• **Task details**
From the line with "Reviewer note: every instance of the row" to the line with "Reviewer note: every instance of the arched", retype every line exactly, including those two, and leave out the rest of the data below.

• **Referring expression pointing data**
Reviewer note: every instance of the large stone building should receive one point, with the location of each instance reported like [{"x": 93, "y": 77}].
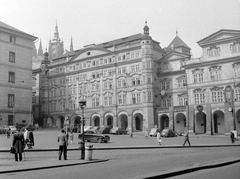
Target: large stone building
[
  {"x": 205, "y": 90},
  {"x": 16, "y": 50},
  {"x": 133, "y": 83},
  {"x": 118, "y": 79}
]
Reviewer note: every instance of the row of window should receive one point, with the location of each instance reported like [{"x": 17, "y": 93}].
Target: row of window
[
  {"x": 96, "y": 62},
  {"x": 215, "y": 74},
  {"x": 199, "y": 98},
  {"x": 136, "y": 98}
]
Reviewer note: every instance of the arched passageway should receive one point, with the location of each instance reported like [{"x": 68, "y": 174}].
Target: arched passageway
[
  {"x": 180, "y": 123},
  {"x": 138, "y": 122},
  {"x": 96, "y": 121},
  {"x": 201, "y": 123},
  {"x": 123, "y": 121},
  {"x": 164, "y": 122},
  {"x": 108, "y": 121},
  {"x": 218, "y": 122},
  {"x": 237, "y": 121}
]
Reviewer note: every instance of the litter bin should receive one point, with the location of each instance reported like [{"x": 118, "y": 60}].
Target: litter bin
[{"x": 88, "y": 152}]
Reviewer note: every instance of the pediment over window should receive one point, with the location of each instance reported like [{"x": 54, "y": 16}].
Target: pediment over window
[
  {"x": 215, "y": 67},
  {"x": 216, "y": 88},
  {"x": 199, "y": 90},
  {"x": 182, "y": 95},
  {"x": 181, "y": 77},
  {"x": 220, "y": 36},
  {"x": 90, "y": 53},
  {"x": 197, "y": 70}
]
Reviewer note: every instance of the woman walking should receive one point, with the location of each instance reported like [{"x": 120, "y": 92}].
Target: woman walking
[{"x": 18, "y": 144}]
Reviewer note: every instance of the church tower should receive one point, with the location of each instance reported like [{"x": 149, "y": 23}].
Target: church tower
[{"x": 56, "y": 48}]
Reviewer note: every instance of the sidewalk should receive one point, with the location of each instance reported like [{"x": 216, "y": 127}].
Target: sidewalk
[
  {"x": 46, "y": 157},
  {"x": 10, "y": 166}
]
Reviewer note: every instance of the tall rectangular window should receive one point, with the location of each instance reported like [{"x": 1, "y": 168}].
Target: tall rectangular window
[
  {"x": 11, "y": 77},
  {"x": 12, "y": 57},
  {"x": 10, "y": 100}
]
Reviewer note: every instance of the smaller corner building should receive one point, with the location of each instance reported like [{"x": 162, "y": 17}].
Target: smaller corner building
[
  {"x": 134, "y": 83},
  {"x": 16, "y": 51}
]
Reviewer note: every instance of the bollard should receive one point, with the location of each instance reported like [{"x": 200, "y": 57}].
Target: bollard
[{"x": 89, "y": 152}]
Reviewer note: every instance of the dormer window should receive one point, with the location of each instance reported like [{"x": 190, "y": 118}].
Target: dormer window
[
  {"x": 12, "y": 39},
  {"x": 235, "y": 47},
  {"x": 213, "y": 51}
]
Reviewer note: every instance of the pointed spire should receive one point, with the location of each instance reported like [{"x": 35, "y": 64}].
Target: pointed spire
[
  {"x": 40, "y": 50},
  {"x": 71, "y": 45},
  {"x": 146, "y": 28},
  {"x": 56, "y": 34}
]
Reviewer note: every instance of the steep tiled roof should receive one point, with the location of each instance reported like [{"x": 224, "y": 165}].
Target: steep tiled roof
[
  {"x": 6, "y": 26},
  {"x": 177, "y": 42}
]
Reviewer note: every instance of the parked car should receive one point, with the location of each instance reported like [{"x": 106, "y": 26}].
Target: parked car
[
  {"x": 29, "y": 128},
  {"x": 3, "y": 129},
  {"x": 91, "y": 136},
  {"x": 117, "y": 130},
  {"x": 87, "y": 128},
  {"x": 168, "y": 133},
  {"x": 13, "y": 129},
  {"x": 154, "y": 131},
  {"x": 105, "y": 130}
]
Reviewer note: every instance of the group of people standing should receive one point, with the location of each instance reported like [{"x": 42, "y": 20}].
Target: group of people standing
[
  {"x": 20, "y": 140},
  {"x": 63, "y": 143}
]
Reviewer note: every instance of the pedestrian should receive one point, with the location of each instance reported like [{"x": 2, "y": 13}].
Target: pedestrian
[
  {"x": 232, "y": 136},
  {"x": 71, "y": 136},
  {"x": 8, "y": 133},
  {"x": 62, "y": 141},
  {"x": 159, "y": 138},
  {"x": 31, "y": 140},
  {"x": 18, "y": 144},
  {"x": 26, "y": 136},
  {"x": 146, "y": 134},
  {"x": 186, "y": 138}
]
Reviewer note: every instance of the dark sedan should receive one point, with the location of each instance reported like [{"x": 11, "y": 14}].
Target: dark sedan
[
  {"x": 168, "y": 133},
  {"x": 92, "y": 136}
]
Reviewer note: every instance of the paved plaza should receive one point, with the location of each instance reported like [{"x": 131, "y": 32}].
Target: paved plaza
[{"x": 46, "y": 148}]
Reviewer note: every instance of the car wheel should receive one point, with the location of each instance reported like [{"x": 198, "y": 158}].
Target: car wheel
[{"x": 99, "y": 140}]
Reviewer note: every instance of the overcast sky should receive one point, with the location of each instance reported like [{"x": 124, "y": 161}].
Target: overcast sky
[{"x": 98, "y": 21}]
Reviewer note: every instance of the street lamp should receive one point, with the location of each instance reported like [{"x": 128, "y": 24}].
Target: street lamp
[
  {"x": 82, "y": 104},
  {"x": 187, "y": 103}
]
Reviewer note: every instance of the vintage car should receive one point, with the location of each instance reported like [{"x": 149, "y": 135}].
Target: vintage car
[
  {"x": 168, "y": 133},
  {"x": 93, "y": 136},
  {"x": 154, "y": 131},
  {"x": 117, "y": 130}
]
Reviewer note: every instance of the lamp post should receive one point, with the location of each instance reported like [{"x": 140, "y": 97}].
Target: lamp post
[
  {"x": 187, "y": 103},
  {"x": 82, "y": 104}
]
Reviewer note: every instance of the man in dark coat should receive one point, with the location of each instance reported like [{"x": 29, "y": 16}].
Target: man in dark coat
[
  {"x": 62, "y": 140},
  {"x": 18, "y": 144},
  {"x": 31, "y": 140}
]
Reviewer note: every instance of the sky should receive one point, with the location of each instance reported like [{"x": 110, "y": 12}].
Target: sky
[{"x": 99, "y": 21}]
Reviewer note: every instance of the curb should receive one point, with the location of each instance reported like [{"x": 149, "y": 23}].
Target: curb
[
  {"x": 55, "y": 166},
  {"x": 177, "y": 172},
  {"x": 132, "y": 147}
]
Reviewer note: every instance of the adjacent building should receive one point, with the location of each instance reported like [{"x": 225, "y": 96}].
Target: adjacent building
[
  {"x": 202, "y": 94},
  {"x": 16, "y": 51}
]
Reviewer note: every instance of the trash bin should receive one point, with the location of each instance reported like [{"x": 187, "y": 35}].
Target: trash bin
[{"x": 88, "y": 152}]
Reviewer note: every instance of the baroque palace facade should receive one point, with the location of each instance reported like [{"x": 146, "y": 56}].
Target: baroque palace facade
[
  {"x": 16, "y": 51},
  {"x": 135, "y": 84}
]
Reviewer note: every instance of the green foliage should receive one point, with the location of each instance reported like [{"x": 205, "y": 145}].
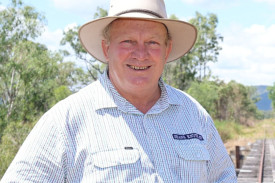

• **Exercise response**
Reviewer note: every instance of the row of window should receive one point, with the location of each instance reported like [{"x": 17, "y": 93}].
Target: row of window
[
  {"x": 96, "y": 62},
  {"x": 215, "y": 74},
  {"x": 199, "y": 98},
  {"x": 136, "y": 98}
]
Reviewer note: every instance of the arched passageway should receive one point, with the location of each instance reported like [{"x": 68, "y": 174}].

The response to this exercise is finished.